◆ **Your tasks**
- 1) Please reproduce word for word the part of the TeX FAQ entry that begins at the words "Frequently Asked Question" and stops after "doesn’t permit this.".
- 2) According to the TeX FAQ entry, which package do you need to have the facilities of xr working with hyperref?

◆ **Passage provided**
-- BEGIN --

Frequently Asked Question List for TeX
When producing a set of inter-related documents, you’ll often want to refer to labels in another document of the set; but LaTeX, of its own accord, doesn’t permit this.
So the package xr
was written: if you say
\usepackage{xr}
\externaldocument{volume1}
will load all the references from volume1
into your present
document.
But what if the documents both have a section labelled
introduction
(likely enough, after all)? The
package provides a means to transform all the imported labels, so you
don’t have to change label names in either document. For example:
\usepackage{xr}
\externaldocument[V1-]{volume1}
loads the references from volume1
, but prefixes every one with
the string V1-
. So you would refer to the introduction to volume 1
as:
\usepackage{xr}
\externaldocument[V1-]{volume1}
...
... the introduction to volume1 (\ref{V1-introduction})...
To have the facilities of xr
working with
hyperref
, you need xr-hyper
. For simple
hyper-cross-referencing (i.e., to a local PDF file you’ve just
compiled), write:
\usepackage{xr-hyper}
\usepackage{hyperref}
\externaldocument[V1-]{volume1}
...

-- END --

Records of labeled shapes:
-- BEGIN --

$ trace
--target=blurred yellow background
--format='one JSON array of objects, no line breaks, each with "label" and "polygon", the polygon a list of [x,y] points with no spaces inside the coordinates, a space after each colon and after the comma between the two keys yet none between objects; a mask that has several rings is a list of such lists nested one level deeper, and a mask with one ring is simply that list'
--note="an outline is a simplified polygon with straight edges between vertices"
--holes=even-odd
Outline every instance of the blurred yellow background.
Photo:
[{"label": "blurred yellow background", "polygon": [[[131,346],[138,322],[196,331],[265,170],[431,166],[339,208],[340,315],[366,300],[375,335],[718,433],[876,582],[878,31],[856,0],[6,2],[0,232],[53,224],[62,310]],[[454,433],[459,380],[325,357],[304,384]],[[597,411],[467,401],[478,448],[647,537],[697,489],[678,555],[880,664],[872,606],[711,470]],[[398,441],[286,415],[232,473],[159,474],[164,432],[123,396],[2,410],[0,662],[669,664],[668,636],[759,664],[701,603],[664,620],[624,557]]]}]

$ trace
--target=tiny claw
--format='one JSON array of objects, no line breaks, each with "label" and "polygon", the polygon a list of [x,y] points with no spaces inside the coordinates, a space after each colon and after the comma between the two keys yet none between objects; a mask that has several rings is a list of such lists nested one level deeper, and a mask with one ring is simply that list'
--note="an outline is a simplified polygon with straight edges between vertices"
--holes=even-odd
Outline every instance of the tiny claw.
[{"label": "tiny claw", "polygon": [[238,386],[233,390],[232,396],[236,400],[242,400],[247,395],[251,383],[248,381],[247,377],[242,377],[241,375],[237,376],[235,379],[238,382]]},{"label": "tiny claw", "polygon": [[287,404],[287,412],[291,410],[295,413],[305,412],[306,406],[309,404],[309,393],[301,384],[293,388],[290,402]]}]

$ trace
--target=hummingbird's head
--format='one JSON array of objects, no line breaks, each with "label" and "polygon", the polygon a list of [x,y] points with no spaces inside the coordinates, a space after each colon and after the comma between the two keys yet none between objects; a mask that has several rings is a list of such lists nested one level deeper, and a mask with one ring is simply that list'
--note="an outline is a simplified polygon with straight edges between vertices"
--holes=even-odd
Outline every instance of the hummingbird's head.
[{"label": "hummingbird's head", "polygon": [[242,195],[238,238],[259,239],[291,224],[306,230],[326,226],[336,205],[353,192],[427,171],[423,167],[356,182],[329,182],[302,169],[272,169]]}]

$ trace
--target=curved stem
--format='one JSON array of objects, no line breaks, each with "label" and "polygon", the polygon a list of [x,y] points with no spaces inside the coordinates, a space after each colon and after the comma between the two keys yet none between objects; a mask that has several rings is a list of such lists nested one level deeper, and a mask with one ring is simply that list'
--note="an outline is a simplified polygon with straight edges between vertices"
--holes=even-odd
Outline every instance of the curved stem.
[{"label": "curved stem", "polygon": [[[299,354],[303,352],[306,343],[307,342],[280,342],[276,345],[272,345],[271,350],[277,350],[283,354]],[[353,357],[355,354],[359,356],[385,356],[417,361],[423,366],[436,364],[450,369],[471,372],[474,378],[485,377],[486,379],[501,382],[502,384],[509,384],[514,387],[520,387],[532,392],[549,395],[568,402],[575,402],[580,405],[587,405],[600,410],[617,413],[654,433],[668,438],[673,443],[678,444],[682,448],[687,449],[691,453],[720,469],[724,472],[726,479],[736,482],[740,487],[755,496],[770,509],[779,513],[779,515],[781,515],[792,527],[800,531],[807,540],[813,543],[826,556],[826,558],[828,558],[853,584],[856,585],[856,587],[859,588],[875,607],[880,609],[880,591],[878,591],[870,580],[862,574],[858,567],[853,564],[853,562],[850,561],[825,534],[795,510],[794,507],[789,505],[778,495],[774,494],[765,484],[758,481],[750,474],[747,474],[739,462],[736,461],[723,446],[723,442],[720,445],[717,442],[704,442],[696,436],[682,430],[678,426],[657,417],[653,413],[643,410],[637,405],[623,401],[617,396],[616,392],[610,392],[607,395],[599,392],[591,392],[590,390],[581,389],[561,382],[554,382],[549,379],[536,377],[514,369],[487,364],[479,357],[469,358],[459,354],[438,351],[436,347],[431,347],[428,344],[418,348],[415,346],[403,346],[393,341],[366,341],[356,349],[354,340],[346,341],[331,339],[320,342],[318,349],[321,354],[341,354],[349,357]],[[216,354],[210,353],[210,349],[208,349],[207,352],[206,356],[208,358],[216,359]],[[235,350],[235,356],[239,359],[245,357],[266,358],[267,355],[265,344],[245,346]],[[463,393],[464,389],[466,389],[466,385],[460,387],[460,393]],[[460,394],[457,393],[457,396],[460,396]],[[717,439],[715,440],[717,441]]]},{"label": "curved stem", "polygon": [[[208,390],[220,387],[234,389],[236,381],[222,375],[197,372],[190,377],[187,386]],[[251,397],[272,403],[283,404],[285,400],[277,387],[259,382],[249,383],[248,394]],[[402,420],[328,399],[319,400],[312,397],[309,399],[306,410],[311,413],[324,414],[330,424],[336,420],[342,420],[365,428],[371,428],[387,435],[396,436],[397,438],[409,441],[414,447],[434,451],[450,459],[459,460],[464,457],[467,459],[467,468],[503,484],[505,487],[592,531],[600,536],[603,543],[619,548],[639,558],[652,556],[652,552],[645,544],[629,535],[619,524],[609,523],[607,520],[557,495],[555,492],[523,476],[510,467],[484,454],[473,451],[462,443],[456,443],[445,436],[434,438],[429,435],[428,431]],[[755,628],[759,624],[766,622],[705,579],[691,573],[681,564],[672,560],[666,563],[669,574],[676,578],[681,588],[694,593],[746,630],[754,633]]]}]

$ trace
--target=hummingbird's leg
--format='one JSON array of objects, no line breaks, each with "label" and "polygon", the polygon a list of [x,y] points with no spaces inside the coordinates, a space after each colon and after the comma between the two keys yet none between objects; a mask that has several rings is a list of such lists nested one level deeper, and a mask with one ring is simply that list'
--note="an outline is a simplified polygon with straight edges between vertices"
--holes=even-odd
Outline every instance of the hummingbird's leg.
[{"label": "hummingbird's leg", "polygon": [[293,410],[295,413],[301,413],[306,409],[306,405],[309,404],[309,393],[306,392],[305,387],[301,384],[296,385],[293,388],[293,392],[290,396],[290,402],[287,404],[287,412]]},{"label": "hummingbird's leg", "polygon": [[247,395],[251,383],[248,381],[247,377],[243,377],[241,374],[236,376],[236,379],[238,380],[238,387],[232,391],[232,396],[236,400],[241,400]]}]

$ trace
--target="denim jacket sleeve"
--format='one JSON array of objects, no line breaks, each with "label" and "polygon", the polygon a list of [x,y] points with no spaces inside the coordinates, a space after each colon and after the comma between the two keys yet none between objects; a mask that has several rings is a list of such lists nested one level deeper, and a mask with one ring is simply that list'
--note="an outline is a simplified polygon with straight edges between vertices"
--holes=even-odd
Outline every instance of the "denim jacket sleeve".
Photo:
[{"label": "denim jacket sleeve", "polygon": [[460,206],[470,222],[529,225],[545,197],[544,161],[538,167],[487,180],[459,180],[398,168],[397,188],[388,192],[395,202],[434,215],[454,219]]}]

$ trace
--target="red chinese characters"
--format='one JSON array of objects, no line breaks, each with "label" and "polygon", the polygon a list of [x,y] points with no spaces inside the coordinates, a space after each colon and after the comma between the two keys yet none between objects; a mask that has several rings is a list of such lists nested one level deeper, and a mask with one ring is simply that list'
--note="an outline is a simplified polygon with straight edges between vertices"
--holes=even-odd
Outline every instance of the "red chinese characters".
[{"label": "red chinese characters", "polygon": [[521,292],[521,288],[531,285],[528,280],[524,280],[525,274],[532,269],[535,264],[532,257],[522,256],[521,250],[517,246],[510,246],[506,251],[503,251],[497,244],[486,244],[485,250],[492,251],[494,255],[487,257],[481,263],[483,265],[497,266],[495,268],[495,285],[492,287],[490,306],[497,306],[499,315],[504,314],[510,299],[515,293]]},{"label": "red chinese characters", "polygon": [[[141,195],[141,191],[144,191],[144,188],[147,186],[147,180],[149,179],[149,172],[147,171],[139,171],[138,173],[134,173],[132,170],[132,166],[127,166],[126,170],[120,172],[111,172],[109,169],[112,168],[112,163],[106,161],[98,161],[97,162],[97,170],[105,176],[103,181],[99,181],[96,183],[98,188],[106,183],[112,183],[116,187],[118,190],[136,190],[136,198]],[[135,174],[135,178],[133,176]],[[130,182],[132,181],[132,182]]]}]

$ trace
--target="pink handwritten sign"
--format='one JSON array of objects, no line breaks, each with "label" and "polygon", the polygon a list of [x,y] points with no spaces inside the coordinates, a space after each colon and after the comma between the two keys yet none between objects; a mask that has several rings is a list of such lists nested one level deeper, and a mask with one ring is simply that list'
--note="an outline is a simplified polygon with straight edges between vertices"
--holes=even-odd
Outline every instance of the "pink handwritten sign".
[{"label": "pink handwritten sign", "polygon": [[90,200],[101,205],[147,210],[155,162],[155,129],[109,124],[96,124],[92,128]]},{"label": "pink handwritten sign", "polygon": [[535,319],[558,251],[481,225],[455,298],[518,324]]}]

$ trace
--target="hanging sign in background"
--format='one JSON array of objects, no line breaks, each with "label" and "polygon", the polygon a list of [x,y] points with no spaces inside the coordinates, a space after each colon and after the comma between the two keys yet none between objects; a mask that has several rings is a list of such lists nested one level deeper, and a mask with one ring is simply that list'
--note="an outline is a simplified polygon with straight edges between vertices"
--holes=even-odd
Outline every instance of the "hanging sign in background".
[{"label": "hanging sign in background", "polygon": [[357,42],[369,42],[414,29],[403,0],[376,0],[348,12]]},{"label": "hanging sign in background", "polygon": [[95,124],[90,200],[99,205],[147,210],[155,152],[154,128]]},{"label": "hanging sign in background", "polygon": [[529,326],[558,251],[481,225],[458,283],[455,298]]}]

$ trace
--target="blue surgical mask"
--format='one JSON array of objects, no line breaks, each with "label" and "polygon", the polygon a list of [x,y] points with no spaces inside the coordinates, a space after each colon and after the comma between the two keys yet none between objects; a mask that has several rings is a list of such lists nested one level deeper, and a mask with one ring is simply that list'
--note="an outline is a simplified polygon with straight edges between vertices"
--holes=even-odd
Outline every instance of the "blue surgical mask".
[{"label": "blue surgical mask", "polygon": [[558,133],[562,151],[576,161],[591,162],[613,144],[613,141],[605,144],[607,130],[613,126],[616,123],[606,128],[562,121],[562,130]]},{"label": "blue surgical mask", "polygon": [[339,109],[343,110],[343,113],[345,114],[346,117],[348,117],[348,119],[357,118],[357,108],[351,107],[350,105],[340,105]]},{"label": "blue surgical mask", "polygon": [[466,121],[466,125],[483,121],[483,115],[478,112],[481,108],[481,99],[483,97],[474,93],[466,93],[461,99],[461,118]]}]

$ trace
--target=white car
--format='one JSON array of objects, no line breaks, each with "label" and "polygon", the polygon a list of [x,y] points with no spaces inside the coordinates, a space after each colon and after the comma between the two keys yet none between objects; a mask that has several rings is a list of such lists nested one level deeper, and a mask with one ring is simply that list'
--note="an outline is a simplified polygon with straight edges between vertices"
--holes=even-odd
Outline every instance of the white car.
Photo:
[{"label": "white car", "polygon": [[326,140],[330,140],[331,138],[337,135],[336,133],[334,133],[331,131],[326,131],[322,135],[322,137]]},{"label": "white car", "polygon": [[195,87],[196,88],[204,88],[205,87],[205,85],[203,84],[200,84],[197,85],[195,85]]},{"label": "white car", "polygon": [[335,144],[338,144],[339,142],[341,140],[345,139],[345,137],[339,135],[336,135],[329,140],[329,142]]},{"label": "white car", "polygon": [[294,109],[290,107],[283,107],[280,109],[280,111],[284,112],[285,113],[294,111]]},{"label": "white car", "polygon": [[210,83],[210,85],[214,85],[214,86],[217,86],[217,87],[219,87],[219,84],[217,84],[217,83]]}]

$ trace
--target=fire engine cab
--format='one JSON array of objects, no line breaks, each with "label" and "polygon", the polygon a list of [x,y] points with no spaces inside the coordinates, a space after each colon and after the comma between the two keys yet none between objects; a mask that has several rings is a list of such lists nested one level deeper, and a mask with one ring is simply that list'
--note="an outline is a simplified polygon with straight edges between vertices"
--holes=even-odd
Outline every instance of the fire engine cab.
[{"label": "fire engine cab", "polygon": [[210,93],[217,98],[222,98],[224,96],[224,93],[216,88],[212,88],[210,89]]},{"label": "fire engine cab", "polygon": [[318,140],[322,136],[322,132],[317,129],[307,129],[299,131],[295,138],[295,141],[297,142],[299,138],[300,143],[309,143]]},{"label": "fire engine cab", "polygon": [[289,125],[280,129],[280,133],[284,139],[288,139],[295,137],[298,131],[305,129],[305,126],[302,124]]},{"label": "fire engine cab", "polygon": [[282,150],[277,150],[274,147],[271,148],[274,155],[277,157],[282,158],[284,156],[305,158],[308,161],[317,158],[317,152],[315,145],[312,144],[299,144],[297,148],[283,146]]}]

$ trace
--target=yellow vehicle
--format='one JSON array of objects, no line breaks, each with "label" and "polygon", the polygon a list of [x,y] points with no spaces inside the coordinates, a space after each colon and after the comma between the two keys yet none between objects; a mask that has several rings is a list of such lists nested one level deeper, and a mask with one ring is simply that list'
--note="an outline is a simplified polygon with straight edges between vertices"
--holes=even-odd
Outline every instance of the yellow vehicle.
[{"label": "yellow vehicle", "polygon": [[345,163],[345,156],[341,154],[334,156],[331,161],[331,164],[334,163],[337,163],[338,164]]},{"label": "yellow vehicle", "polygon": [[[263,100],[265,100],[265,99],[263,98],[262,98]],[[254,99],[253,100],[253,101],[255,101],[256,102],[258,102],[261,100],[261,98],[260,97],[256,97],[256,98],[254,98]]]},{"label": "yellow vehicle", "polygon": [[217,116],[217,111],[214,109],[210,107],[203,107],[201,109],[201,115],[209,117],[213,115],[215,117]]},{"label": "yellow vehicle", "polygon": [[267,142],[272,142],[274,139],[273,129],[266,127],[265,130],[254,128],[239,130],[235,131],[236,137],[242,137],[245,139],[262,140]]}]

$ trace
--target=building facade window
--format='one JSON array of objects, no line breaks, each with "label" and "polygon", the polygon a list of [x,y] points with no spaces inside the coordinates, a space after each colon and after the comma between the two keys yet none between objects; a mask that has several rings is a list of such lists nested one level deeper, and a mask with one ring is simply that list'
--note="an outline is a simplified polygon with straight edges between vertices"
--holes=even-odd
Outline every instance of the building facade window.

-- END --

◆ **Exercise solutions**
- 1)
Frequently Asked Question List for TeX
When producing a set of inter-related documents, you’ll often want to refer to labels in another document of the set; but LaTeX, of its own accord, doesn’t permit this.

- 2) The xr-hyper package.